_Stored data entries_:
····················
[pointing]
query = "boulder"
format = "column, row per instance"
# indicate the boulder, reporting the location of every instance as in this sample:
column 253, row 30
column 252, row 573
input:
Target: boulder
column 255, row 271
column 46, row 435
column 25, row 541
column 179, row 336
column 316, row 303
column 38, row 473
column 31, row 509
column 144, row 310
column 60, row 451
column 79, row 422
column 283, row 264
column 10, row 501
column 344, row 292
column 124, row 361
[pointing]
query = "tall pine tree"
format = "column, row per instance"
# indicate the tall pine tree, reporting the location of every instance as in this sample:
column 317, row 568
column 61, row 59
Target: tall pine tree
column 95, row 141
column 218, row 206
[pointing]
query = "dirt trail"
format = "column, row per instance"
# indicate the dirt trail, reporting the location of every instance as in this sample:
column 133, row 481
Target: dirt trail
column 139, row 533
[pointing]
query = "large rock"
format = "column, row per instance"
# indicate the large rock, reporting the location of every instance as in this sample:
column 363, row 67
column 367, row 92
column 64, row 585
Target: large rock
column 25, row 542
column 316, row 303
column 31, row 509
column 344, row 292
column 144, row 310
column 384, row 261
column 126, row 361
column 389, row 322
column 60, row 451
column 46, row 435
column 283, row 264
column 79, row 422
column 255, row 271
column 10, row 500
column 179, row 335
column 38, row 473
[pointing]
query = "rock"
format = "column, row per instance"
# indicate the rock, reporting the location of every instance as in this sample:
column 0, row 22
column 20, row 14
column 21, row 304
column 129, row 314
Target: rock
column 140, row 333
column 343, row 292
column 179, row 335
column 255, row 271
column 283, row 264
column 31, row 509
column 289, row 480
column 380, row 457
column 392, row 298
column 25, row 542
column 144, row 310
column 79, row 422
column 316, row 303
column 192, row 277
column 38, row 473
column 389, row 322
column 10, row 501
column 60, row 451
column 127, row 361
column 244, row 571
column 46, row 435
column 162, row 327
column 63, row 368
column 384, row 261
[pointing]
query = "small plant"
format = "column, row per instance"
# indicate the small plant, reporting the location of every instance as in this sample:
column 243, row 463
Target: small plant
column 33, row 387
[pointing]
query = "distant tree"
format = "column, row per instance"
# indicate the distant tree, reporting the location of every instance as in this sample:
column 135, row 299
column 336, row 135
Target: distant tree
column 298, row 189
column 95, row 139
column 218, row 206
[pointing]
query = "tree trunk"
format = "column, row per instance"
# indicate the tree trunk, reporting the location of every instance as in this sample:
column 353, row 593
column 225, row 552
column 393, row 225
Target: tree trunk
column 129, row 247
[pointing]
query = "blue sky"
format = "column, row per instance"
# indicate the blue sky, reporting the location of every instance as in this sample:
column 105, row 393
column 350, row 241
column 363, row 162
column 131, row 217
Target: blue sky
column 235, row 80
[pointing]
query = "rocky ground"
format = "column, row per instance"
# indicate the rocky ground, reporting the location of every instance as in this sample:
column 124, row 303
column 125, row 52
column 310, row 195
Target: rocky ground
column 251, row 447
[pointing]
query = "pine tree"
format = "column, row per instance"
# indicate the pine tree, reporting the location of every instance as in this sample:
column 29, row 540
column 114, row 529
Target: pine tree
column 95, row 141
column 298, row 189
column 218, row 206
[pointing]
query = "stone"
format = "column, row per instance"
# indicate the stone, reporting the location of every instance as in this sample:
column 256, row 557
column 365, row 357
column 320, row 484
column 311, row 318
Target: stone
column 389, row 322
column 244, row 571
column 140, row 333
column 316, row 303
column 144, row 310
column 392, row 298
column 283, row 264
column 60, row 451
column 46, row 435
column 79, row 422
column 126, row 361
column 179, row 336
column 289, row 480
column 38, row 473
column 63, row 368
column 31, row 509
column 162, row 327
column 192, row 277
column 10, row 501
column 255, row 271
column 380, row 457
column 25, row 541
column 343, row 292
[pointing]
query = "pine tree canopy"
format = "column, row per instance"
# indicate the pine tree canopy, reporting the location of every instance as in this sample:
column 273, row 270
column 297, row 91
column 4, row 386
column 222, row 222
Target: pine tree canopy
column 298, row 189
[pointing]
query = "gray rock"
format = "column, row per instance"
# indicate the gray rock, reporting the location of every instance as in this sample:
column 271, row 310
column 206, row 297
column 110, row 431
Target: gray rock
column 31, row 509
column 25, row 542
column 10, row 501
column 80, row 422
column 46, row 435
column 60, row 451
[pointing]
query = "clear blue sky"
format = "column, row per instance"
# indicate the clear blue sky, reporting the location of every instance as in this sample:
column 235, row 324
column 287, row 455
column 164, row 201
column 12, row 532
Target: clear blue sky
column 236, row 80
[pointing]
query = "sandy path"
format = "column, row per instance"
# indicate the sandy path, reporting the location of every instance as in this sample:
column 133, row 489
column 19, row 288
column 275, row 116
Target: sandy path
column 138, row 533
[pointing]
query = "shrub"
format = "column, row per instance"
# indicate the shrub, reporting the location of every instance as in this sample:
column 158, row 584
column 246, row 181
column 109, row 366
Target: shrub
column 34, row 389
····················
_EXERCISE OBJECTIVE_: What you return must be the entries, given again word for word.

_SOLVED PROBLEM_:
[pointing]
query = "boulder"
format = "column, row per instance"
# indicate the boulder, reporting the location of every instance as in this sample:
column 253, row 30
column 252, row 573
input:
Target: boulder
column 255, row 271
column 46, row 435
column 25, row 541
column 179, row 336
column 316, row 303
column 38, row 473
column 31, row 509
column 144, row 310
column 60, row 451
column 79, row 422
column 283, row 264
column 10, row 501
column 344, row 292
column 124, row 361
[pointing]
query = "tall pine tree"
format = "column, row per instance"
# indicate the tall pine tree, reporting the location of every instance as in this sample:
column 317, row 568
column 61, row 59
Target: tall pine tree
column 95, row 141
column 218, row 206
[pointing]
query = "dirt trail"
format = "column, row per instance"
# indicate the dirt trail, reporting the location of every instance as in this sample:
column 133, row 481
Target: dirt trail
column 139, row 533
[pointing]
query = "large rock"
format = "column, row per instance"
# indicate the large rock, reporting the location of every instance as in this sample:
column 363, row 67
column 367, row 92
column 64, row 585
Target: large rock
column 25, row 542
column 316, row 303
column 31, row 509
column 344, row 292
column 144, row 310
column 384, row 261
column 126, row 361
column 389, row 322
column 60, row 451
column 46, row 435
column 283, row 264
column 79, row 422
column 255, row 271
column 10, row 500
column 179, row 335
column 38, row 473
[pointing]
query = "rock"
format = "column, row per instance"
# indicate the rock, reporting the location of every instance as in this sample:
column 0, row 22
column 20, row 14
column 21, row 304
column 129, row 314
Target: rock
column 140, row 333
column 343, row 292
column 179, row 335
column 255, row 271
column 283, row 264
column 31, row 509
column 289, row 480
column 380, row 457
column 392, row 298
column 25, row 542
column 144, row 310
column 79, row 422
column 316, row 303
column 192, row 277
column 38, row 473
column 389, row 322
column 10, row 501
column 60, row 451
column 127, row 361
column 244, row 571
column 46, row 435
column 162, row 327
column 63, row 368
column 384, row 261
[pointing]
query = "small plant"
format = "column, row per instance"
# indicate the small plant, reporting the location of every instance as in this sample:
column 243, row 463
Target: small plant
column 33, row 387
[pointing]
query = "distant tree"
format = "column, row per instance"
# indicate the distant tree, reporting the location of every instance as in this sample:
column 135, row 299
column 336, row 135
Target: distant tree
column 298, row 189
column 95, row 139
column 218, row 206
[pointing]
query = "tree trunk"
format = "column, row per instance"
# indicate the tree trunk, reporting the location of every instance as in this sample:
column 353, row 593
column 225, row 552
column 393, row 225
Target: tree trunk
column 129, row 247
[pointing]
query = "blue sky"
format = "column, row per instance"
# indicate the blue sky, reporting the location of every instance as in this sample:
column 105, row 393
column 350, row 241
column 363, row 162
column 131, row 217
Target: blue sky
column 235, row 80
[pointing]
query = "rocky ground"
format = "column, row per instance"
# indicate the rocky ground, reporting the location of every instance as in this sample:
column 124, row 303
column 125, row 52
column 310, row 195
Target: rocky ground
column 251, row 447
[pointing]
query = "pine tree"
format = "column, row per instance"
# indicate the pine tree, reporting the location of every instance as in this sample:
column 29, row 540
column 114, row 529
Target: pine tree
column 95, row 141
column 298, row 189
column 218, row 206
[pointing]
query = "stone"
format = "column, row per instance"
# indicate the stone, reporting the location of every instance as in this sample:
column 256, row 557
column 365, row 357
column 320, row 484
column 311, row 318
Target: stone
column 389, row 322
column 244, row 571
column 140, row 333
column 316, row 303
column 144, row 310
column 392, row 298
column 283, row 264
column 60, row 451
column 46, row 435
column 79, row 422
column 126, row 361
column 179, row 336
column 289, row 480
column 38, row 473
column 63, row 368
column 31, row 509
column 162, row 327
column 192, row 277
column 10, row 501
column 255, row 271
column 380, row 457
column 25, row 541
column 343, row 292
[pointing]
query = "pine tree canopy"
format = "column, row per instance"
# indicate the pine tree canopy, reporting the location of every instance as in this sample:
column 273, row 270
column 297, row 91
column 4, row 386
column 222, row 222
Target: pine tree canopy
column 298, row 189
[pointing]
query = "gray rock"
format = "column, row per instance"
# indicate the gray rock, reporting the location of every instance as in this sample:
column 271, row 310
column 206, row 297
column 110, row 431
Target: gray rock
column 31, row 509
column 25, row 542
column 10, row 501
column 80, row 422
column 46, row 435
column 60, row 451
[pointing]
query = "clear blue sky"
format = "column, row per instance"
# indicate the clear blue sky, reporting the location of every instance as in this sample:
column 235, row 324
column 287, row 455
column 164, row 201
column 12, row 532
Target: clear blue sky
column 236, row 80
[pointing]
query = "sandy path"
format = "column, row per instance"
# indicate the sandy path, reporting the location of every instance as in this sample:
column 133, row 489
column 19, row 288
column 275, row 116
Target: sandy path
column 138, row 533
[pointing]
query = "shrub"
format = "column, row per instance"
# indicate the shrub, reporting the location of every instance as in this sample:
column 158, row 584
column 246, row 181
column 109, row 366
Target: shrub
column 34, row 389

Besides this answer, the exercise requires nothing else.